» **Passage to read**:
__________________________________________________
But the overall situation for inmates has improved in the last three years
HMP Eastwood Park in South Gloucestershire(Image: Western Daily Press)
HMP Eastwood Park has the worst rate of violence against staff of any women’s prison in the country, a new report has found. Officials visited the prison in South Gloucestershire for a surprise inspection in June and July, with attacks on staff raised as one area of concern.
The report from His Majesty’s Inspectorate of Prisons (HMIP) also found the rate of self-harm among prisoners was “extremely high”, and that women with severe mental health issues were being kept in prison rather than being sent to secure hospitals.
Nonetheless, the report said conditions in the Wotton-under-Edge prison had improved since a previous inspection in 2022. In particular, inspectors said the situation in house block 4, which a previous official said was one of the worst units he’d ever seen, was considerably better than it had been three years ago.
__________________________________________________
» **Data**:
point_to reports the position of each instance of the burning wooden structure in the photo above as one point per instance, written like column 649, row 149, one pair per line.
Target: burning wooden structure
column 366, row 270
__________________________________________________
» **Explore the material**:
1) Rewrite the Eastwood Park article from "The report from" to "to secure hospitals.", swapping "secure hospitals" for "psychiatric units".
2) In which months did officials make their surprise inspection of HMP Eastwood Park, according to the article?
Answer using only the article about HMP Eastwood Park.

» **Solutions by task**:
1)
The report from His Majesty’s Inspectorate of Prisons (HMIP) also found the rate of self-harm among prisoners was “extremely high”, and that women with severe mental health issues were being kept in prison rather than being sent to psychiatric units.

2) June and July.